* REQUEST
Please pick out and copy every line in the rows below that contains the word "crowd". Case counts.

* PROVIDED MATERIAL
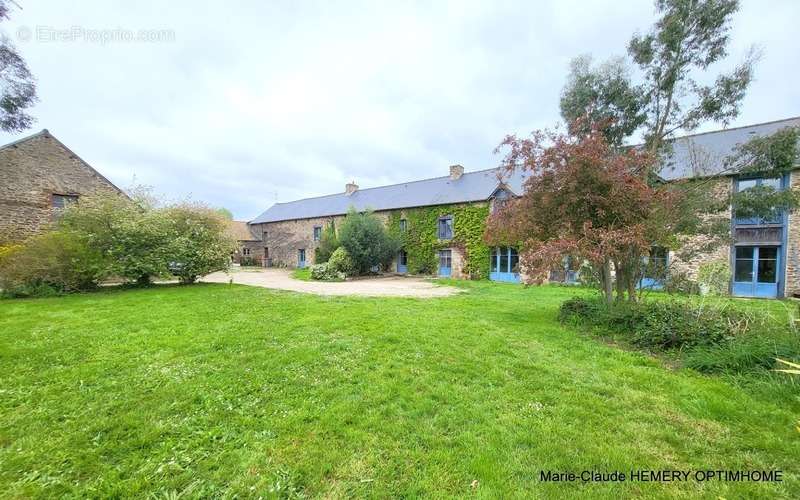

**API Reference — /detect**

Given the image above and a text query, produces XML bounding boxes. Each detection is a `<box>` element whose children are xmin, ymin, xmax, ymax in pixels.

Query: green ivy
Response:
<box><xmin>388</xmin><ymin>204</ymin><xmax>489</xmax><ymax>279</ymax></box>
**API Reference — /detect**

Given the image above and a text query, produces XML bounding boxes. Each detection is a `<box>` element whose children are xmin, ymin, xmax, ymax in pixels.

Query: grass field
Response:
<box><xmin>0</xmin><ymin>283</ymin><xmax>800</xmax><ymax>498</ymax></box>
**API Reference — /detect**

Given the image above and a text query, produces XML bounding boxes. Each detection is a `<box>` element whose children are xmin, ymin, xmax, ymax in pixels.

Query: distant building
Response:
<box><xmin>250</xmin><ymin>117</ymin><xmax>800</xmax><ymax>297</ymax></box>
<box><xmin>0</xmin><ymin>129</ymin><xmax>122</xmax><ymax>241</ymax></box>
<box><xmin>228</xmin><ymin>220</ymin><xmax>266</xmax><ymax>266</ymax></box>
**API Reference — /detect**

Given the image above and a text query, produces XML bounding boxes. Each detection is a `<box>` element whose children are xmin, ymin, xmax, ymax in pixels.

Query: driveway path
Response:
<box><xmin>200</xmin><ymin>269</ymin><xmax>458</xmax><ymax>297</ymax></box>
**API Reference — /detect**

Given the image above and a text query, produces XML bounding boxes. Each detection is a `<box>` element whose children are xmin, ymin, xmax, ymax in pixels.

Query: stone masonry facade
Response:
<box><xmin>0</xmin><ymin>130</ymin><xmax>120</xmax><ymax>241</ymax></box>
<box><xmin>669</xmin><ymin>177</ymin><xmax>732</xmax><ymax>281</ymax></box>
<box><xmin>253</xmin><ymin>207</ymin><xmax>465</xmax><ymax>279</ymax></box>
<box><xmin>784</xmin><ymin>170</ymin><xmax>800</xmax><ymax>297</ymax></box>
<box><xmin>670</xmin><ymin>170</ymin><xmax>800</xmax><ymax>297</ymax></box>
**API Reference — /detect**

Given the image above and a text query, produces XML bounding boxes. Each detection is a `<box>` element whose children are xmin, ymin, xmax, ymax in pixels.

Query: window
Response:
<box><xmin>52</xmin><ymin>194</ymin><xmax>78</xmax><ymax>210</ymax></box>
<box><xmin>439</xmin><ymin>250</ymin><xmax>453</xmax><ymax>270</ymax></box>
<box><xmin>757</xmin><ymin>247</ymin><xmax>778</xmax><ymax>283</ymax></box>
<box><xmin>439</xmin><ymin>215</ymin><xmax>453</xmax><ymax>240</ymax></box>
<box><xmin>508</xmin><ymin>248</ymin><xmax>519</xmax><ymax>273</ymax></box>
<box><xmin>733</xmin><ymin>247</ymin><xmax>754</xmax><ymax>282</ymax></box>
<box><xmin>492</xmin><ymin>189</ymin><xmax>511</xmax><ymax>212</ymax></box>
<box><xmin>644</xmin><ymin>247</ymin><xmax>669</xmax><ymax>281</ymax></box>
<box><xmin>735</xmin><ymin>177</ymin><xmax>783</xmax><ymax>225</ymax></box>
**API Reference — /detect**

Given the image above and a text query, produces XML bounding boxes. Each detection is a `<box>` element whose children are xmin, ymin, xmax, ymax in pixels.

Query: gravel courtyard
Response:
<box><xmin>201</xmin><ymin>269</ymin><xmax>458</xmax><ymax>298</ymax></box>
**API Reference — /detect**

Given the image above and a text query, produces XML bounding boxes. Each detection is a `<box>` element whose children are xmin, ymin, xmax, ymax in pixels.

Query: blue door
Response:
<box><xmin>439</xmin><ymin>250</ymin><xmax>453</xmax><ymax>278</ymax></box>
<box><xmin>733</xmin><ymin>246</ymin><xmax>781</xmax><ymax>297</ymax></box>
<box><xmin>489</xmin><ymin>247</ymin><xmax>519</xmax><ymax>283</ymax></box>
<box><xmin>397</xmin><ymin>250</ymin><xmax>408</xmax><ymax>274</ymax></box>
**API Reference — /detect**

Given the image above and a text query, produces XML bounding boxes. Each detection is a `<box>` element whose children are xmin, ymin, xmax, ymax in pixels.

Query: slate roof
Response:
<box><xmin>250</xmin><ymin>117</ymin><xmax>800</xmax><ymax>224</ymax></box>
<box><xmin>660</xmin><ymin>116</ymin><xmax>800</xmax><ymax>181</ymax></box>
<box><xmin>226</xmin><ymin>220</ymin><xmax>258</xmax><ymax>241</ymax></box>
<box><xmin>250</xmin><ymin>168</ymin><xmax>523</xmax><ymax>224</ymax></box>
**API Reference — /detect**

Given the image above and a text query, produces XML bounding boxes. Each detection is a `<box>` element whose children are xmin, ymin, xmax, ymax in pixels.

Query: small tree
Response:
<box><xmin>561</xmin><ymin>0</ymin><xmax>757</xmax><ymax>154</ymax></box>
<box><xmin>486</xmin><ymin>127</ymin><xmax>677</xmax><ymax>303</ymax></box>
<box><xmin>0</xmin><ymin>0</ymin><xmax>38</xmax><ymax>132</ymax></box>
<box><xmin>0</xmin><ymin>229</ymin><xmax>108</xmax><ymax>296</ymax></box>
<box><xmin>163</xmin><ymin>203</ymin><xmax>236</xmax><ymax>283</ymax></box>
<box><xmin>339</xmin><ymin>208</ymin><xmax>400</xmax><ymax>274</ymax></box>
<box><xmin>59</xmin><ymin>193</ymin><xmax>171</xmax><ymax>285</ymax></box>
<box><xmin>314</xmin><ymin>221</ymin><xmax>339</xmax><ymax>264</ymax></box>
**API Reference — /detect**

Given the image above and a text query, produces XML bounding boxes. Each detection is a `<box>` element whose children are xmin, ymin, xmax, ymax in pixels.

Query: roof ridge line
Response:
<box><xmin>0</xmin><ymin>128</ymin><xmax>50</xmax><ymax>149</ymax></box>
<box><xmin>273</xmin><ymin>167</ymin><xmax>500</xmax><ymax>206</ymax></box>
<box><xmin>670</xmin><ymin>115</ymin><xmax>800</xmax><ymax>141</ymax></box>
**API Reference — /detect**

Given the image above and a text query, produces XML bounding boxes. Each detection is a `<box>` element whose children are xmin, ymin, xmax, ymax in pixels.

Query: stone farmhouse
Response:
<box><xmin>250</xmin><ymin>117</ymin><xmax>800</xmax><ymax>297</ymax></box>
<box><xmin>0</xmin><ymin>129</ymin><xmax>122</xmax><ymax>241</ymax></box>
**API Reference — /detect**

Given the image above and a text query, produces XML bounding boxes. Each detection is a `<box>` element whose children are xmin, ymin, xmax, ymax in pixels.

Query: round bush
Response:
<box><xmin>327</xmin><ymin>247</ymin><xmax>356</xmax><ymax>276</ymax></box>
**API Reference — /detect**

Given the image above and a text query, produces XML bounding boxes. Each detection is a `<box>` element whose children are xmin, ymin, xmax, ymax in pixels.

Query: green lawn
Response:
<box><xmin>0</xmin><ymin>283</ymin><xmax>800</xmax><ymax>498</ymax></box>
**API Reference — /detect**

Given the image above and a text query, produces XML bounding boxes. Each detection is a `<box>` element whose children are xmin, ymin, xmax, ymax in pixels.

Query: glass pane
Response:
<box><xmin>758</xmin><ymin>247</ymin><xmax>778</xmax><ymax>260</ymax></box>
<box><xmin>737</xmin><ymin>179</ymin><xmax>758</xmax><ymax>191</ymax></box>
<box><xmin>733</xmin><ymin>259</ymin><xmax>753</xmax><ymax>283</ymax></box>
<box><xmin>511</xmin><ymin>248</ymin><xmax>519</xmax><ymax>273</ymax></box>
<box><xmin>439</xmin><ymin>250</ymin><xmax>451</xmax><ymax>268</ymax></box>
<box><xmin>500</xmin><ymin>247</ymin><xmax>508</xmax><ymax>273</ymax></box>
<box><xmin>736</xmin><ymin>247</ymin><xmax>753</xmax><ymax>259</ymax></box>
<box><xmin>761</xmin><ymin>177</ymin><xmax>781</xmax><ymax>190</ymax></box>
<box><xmin>758</xmin><ymin>257</ymin><xmax>778</xmax><ymax>283</ymax></box>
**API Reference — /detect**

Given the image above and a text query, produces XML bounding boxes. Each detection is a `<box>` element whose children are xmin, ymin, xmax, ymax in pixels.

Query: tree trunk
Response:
<box><xmin>603</xmin><ymin>259</ymin><xmax>614</xmax><ymax>307</ymax></box>
<box><xmin>627</xmin><ymin>273</ymin><xmax>638</xmax><ymax>303</ymax></box>
<box><xmin>614</xmin><ymin>262</ymin><xmax>625</xmax><ymax>302</ymax></box>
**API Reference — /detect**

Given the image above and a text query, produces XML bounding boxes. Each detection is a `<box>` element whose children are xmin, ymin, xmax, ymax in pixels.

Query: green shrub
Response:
<box><xmin>239</xmin><ymin>257</ymin><xmax>260</xmax><ymax>267</ymax></box>
<box><xmin>685</xmin><ymin>328</ymin><xmax>800</xmax><ymax>373</ymax></box>
<box><xmin>59</xmin><ymin>194</ymin><xmax>172</xmax><ymax>284</ymax></box>
<box><xmin>558</xmin><ymin>297</ymin><xmax>608</xmax><ymax>323</ymax></box>
<box><xmin>560</xmin><ymin>298</ymin><xmax>765</xmax><ymax>350</ymax></box>
<box><xmin>0</xmin><ymin>230</ymin><xmax>109</xmax><ymax>297</ymax></box>
<box><xmin>339</xmin><ymin>208</ymin><xmax>400</xmax><ymax>274</ymax></box>
<box><xmin>697</xmin><ymin>260</ymin><xmax>731</xmax><ymax>295</ymax></box>
<box><xmin>328</xmin><ymin>247</ymin><xmax>356</xmax><ymax>276</ymax></box>
<box><xmin>162</xmin><ymin>203</ymin><xmax>236</xmax><ymax>283</ymax></box>
<box><xmin>311</xmin><ymin>262</ymin><xmax>345</xmax><ymax>281</ymax></box>
<box><xmin>559</xmin><ymin>297</ymin><xmax>800</xmax><ymax>373</ymax></box>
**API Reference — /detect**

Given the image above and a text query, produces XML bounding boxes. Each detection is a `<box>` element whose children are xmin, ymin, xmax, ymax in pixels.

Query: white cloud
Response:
<box><xmin>3</xmin><ymin>0</ymin><xmax>800</xmax><ymax>219</ymax></box>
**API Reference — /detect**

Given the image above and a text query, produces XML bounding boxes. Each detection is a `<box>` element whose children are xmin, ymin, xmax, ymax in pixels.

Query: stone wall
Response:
<box><xmin>783</xmin><ymin>170</ymin><xmax>800</xmax><ymax>297</ymax></box>
<box><xmin>669</xmin><ymin>177</ymin><xmax>732</xmax><ymax>281</ymax></box>
<box><xmin>0</xmin><ymin>130</ymin><xmax>119</xmax><ymax>240</ymax></box>
<box><xmin>253</xmin><ymin>216</ymin><xmax>344</xmax><ymax>267</ymax></box>
<box><xmin>255</xmin><ymin>211</ymin><xmax>466</xmax><ymax>279</ymax></box>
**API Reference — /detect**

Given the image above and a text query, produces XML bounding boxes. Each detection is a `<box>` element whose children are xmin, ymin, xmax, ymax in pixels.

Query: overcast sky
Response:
<box><xmin>0</xmin><ymin>0</ymin><xmax>800</xmax><ymax>220</ymax></box>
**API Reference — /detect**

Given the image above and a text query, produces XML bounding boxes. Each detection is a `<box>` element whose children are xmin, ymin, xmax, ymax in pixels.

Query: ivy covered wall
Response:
<box><xmin>388</xmin><ymin>203</ymin><xmax>489</xmax><ymax>279</ymax></box>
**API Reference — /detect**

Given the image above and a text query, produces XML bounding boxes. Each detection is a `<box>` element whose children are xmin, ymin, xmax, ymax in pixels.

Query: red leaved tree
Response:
<box><xmin>485</xmin><ymin>125</ymin><xmax>677</xmax><ymax>303</ymax></box>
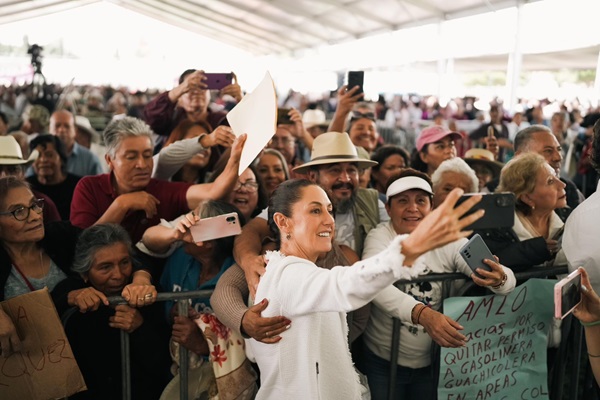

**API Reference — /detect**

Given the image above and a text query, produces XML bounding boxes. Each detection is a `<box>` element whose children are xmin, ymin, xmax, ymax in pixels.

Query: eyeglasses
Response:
<box><xmin>351</xmin><ymin>111</ymin><xmax>375</xmax><ymax>121</ymax></box>
<box><xmin>0</xmin><ymin>199</ymin><xmax>44</xmax><ymax>221</ymax></box>
<box><xmin>271</xmin><ymin>137</ymin><xmax>296</xmax><ymax>145</ymax></box>
<box><xmin>0</xmin><ymin>165</ymin><xmax>22</xmax><ymax>176</ymax></box>
<box><xmin>233</xmin><ymin>181</ymin><xmax>258</xmax><ymax>193</ymax></box>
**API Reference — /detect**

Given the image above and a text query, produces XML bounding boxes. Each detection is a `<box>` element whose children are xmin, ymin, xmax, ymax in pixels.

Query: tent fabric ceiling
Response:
<box><xmin>0</xmin><ymin>0</ymin><xmax>536</xmax><ymax>56</ymax></box>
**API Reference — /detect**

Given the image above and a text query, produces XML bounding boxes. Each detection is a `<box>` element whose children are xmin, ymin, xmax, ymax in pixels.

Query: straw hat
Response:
<box><xmin>294</xmin><ymin>132</ymin><xmax>377</xmax><ymax>174</ymax></box>
<box><xmin>0</xmin><ymin>135</ymin><xmax>39</xmax><ymax>165</ymax></box>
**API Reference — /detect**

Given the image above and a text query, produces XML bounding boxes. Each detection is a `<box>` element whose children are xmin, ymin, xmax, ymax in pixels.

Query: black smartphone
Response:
<box><xmin>348</xmin><ymin>71</ymin><xmax>365</xmax><ymax>95</ymax></box>
<box><xmin>554</xmin><ymin>268</ymin><xmax>581</xmax><ymax>319</ymax></box>
<box><xmin>277</xmin><ymin>108</ymin><xmax>294</xmax><ymax>125</ymax></box>
<box><xmin>456</xmin><ymin>192</ymin><xmax>517</xmax><ymax>231</ymax></box>
<box><xmin>204</xmin><ymin>72</ymin><xmax>233</xmax><ymax>90</ymax></box>
<box><xmin>459</xmin><ymin>234</ymin><xmax>496</xmax><ymax>277</ymax></box>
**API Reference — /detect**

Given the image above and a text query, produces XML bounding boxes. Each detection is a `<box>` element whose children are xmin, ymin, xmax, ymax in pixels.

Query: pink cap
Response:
<box><xmin>417</xmin><ymin>125</ymin><xmax>463</xmax><ymax>151</ymax></box>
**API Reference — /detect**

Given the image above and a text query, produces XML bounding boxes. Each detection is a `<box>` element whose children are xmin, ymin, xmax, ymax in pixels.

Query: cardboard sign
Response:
<box><xmin>0</xmin><ymin>288</ymin><xmax>87</xmax><ymax>400</ymax></box>
<box><xmin>438</xmin><ymin>279</ymin><xmax>556</xmax><ymax>400</ymax></box>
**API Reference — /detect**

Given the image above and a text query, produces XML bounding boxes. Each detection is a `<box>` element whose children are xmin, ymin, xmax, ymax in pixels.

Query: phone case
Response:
<box><xmin>204</xmin><ymin>73</ymin><xmax>233</xmax><ymax>90</ymax></box>
<box><xmin>554</xmin><ymin>269</ymin><xmax>581</xmax><ymax>319</ymax></box>
<box><xmin>348</xmin><ymin>71</ymin><xmax>365</xmax><ymax>94</ymax></box>
<box><xmin>190</xmin><ymin>212</ymin><xmax>242</xmax><ymax>242</ymax></box>
<box><xmin>459</xmin><ymin>234</ymin><xmax>495</xmax><ymax>276</ymax></box>
<box><xmin>456</xmin><ymin>192</ymin><xmax>517</xmax><ymax>231</ymax></box>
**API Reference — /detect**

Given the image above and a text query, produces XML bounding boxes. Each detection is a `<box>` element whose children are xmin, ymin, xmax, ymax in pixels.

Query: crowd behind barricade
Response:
<box><xmin>0</xmin><ymin>69</ymin><xmax>600</xmax><ymax>400</ymax></box>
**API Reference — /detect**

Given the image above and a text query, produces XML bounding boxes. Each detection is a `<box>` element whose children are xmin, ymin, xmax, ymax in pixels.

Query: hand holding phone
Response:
<box><xmin>456</xmin><ymin>192</ymin><xmax>516</xmax><ymax>231</ymax></box>
<box><xmin>348</xmin><ymin>71</ymin><xmax>365</xmax><ymax>95</ymax></box>
<box><xmin>204</xmin><ymin>72</ymin><xmax>233</xmax><ymax>90</ymax></box>
<box><xmin>459</xmin><ymin>234</ymin><xmax>496</xmax><ymax>279</ymax></box>
<box><xmin>554</xmin><ymin>269</ymin><xmax>581</xmax><ymax>319</ymax></box>
<box><xmin>190</xmin><ymin>212</ymin><xmax>242</xmax><ymax>243</ymax></box>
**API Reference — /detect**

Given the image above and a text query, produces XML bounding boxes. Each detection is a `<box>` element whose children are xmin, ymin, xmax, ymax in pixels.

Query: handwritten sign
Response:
<box><xmin>438</xmin><ymin>279</ymin><xmax>555</xmax><ymax>400</ymax></box>
<box><xmin>0</xmin><ymin>288</ymin><xmax>86</xmax><ymax>400</ymax></box>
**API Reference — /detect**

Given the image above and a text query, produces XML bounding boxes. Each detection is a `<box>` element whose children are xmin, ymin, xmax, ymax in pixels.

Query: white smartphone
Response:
<box><xmin>459</xmin><ymin>233</ymin><xmax>496</xmax><ymax>278</ymax></box>
<box><xmin>554</xmin><ymin>269</ymin><xmax>581</xmax><ymax>319</ymax></box>
<box><xmin>190</xmin><ymin>212</ymin><xmax>242</xmax><ymax>242</ymax></box>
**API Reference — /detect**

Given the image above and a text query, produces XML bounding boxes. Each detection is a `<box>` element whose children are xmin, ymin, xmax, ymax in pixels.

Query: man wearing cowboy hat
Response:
<box><xmin>0</xmin><ymin>135</ymin><xmax>61</xmax><ymax>223</ymax></box>
<box><xmin>234</xmin><ymin>132</ymin><xmax>389</xmax><ymax>292</ymax></box>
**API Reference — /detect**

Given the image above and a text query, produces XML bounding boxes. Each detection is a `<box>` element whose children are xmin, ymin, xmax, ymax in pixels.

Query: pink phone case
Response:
<box><xmin>190</xmin><ymin>213</ymin><xmax>242</xmax><ymax>242</ymax></box>
<box><xmin>554</xmin><ymin>269</ymin><xmax>581</xmax><ymax>319</ymax></box>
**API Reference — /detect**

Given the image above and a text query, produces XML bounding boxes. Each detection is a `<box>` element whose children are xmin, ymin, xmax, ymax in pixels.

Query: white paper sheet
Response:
<box><xmin>227</xmin><ymin>72</ymin><xmax>277</xmax><ymax>175</ymax></box>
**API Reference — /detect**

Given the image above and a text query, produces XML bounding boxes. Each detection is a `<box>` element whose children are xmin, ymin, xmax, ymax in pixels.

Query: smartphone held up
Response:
<box><xmin>554</xmin><ymin>269</ymin><xmax>581</xmax><ymax>319</ymax></box>
<box><xmin>190</xmin><ymin>212</ymin><xmax>242</xmax><ymax>243</ymax></box>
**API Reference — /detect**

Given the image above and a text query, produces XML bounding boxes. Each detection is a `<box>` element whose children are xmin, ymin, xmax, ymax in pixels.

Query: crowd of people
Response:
<box><xmin>0</xmin><ymin>69</ymin><xmax>600</xmax><ymax>400</ymax></box>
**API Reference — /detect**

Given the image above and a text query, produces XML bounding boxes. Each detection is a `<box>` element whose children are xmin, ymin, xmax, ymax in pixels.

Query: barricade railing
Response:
<box><xmin>108</xmin><ymin>290</ymin><xmax>213</xmax><ymax>400</ymax></box>
<box><xmin>67</xmin><ymin>266</ymin><xmax>583</xmax><ymax>400</ymax></box>
<box><xmin>388</xmin><ymin>266</ymin><xmax>582</xmax><ymax>400</ymax></box>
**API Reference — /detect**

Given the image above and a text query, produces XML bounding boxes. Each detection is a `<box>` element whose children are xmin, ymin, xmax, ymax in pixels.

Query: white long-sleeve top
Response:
<box><xmin>246</xmin><ymin>237</ymin><xmax>418</xmax><ymax>400</ymax></box>
<box><xmin>363</xmin><ymin>222</ymin><xmax>516</xmax><ymax>368</ymax></box>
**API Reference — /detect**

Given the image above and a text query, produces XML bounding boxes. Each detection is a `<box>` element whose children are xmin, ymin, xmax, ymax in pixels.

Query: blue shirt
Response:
<box><xmin>160</xmin><ymin>246</ymin><xmax>235</xmax><ymax>319</ymax></box>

* FULL OUTPUT
Query: crowd behind barricade
Query: crowd of people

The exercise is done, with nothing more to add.